• TASK INSTRUCTIONS
Can you print every one of the records below word for word, with no line changed or left out?

• TASK INPUT
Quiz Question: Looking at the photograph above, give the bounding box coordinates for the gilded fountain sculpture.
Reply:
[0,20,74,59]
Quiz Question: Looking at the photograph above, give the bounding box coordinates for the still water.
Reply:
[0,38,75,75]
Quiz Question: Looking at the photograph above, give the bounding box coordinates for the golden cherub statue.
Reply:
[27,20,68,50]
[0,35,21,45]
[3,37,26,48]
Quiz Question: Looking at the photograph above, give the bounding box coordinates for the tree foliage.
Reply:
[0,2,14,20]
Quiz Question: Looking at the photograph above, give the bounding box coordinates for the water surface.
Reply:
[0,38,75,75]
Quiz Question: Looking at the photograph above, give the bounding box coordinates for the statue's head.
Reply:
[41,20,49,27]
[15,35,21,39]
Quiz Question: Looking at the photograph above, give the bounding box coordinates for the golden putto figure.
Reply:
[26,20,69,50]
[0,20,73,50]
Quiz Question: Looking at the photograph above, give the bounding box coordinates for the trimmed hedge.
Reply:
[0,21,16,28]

• SOLUTION FOR THIS EXERCISE
Quiz Question: Looking at the photograph above, give the bounding box coordinates for the gilded fountain sculpture.
Reply:
[0,20,74,59]
Quiz Question: Looking at the photograph above, give the bounding box coordinates for the still water.
Reply:
[0,38,75,75]
Quiz Question: Looking at the photograph above, give the bounding box coordinates for the golden cherub statue.
Reply:
[27,20,68,50]
[0,35,21,45]
[3,37,26,48]
Quiz Question: Looking at the photograph above, give the bounding box coordinates for the tree foliage.
Reply:
[0,2,14,20]
Quiz Question: Looking at the photograph above, give the bounding box coordinates for the water surface.
Reply:
[0,38,75,75]
Quiz Question: Looking at the photograph above, give the bounding box coordinates for the statue's head.
Reply:
[41,20,49,27]
[15,35,21,39]
Quiz Question: Looking at the photograph above, give the bounding box coordinates for the golden putto figure.
Reply:
[26,20,69,50]
[0,20,73,50]
Quiz Question: Looking at the photograph above, give the bounding box coordinates for the trimmed hedge.
Reply:
[0,21,16,28]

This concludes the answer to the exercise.